**EXERCISE TASK**: Filter the material below, keeping only the lines that contain the string "response", and copy each of those lines unchanged.

--- Begin DATA ROWS ---

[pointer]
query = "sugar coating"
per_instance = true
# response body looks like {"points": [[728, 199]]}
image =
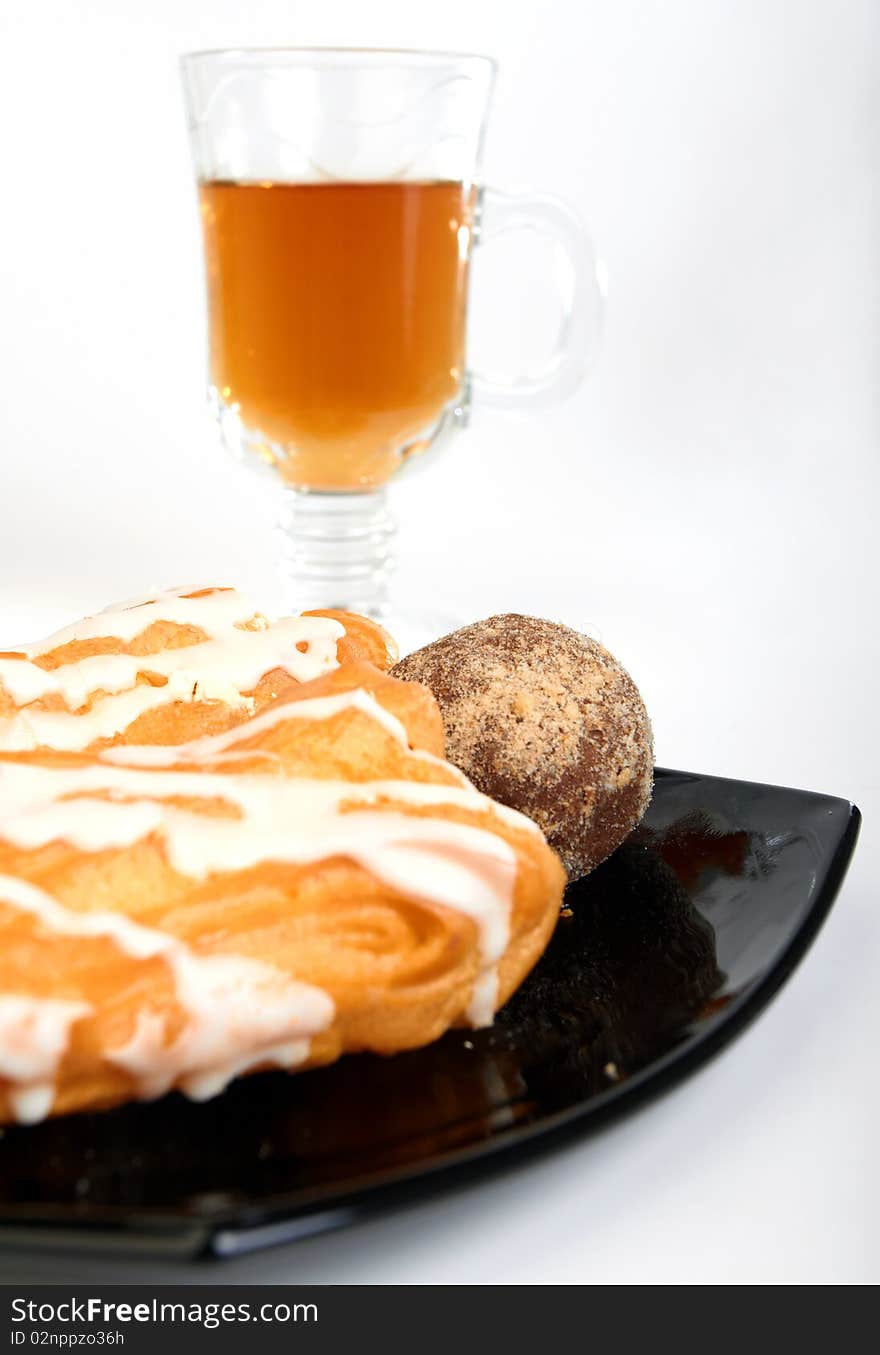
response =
{"points": [[545, 720]]}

--- End DATA ROWS ---

**ANSWER TO THE EXERCISE**:
# response body looks like {"points": [[728, 199]]}
response =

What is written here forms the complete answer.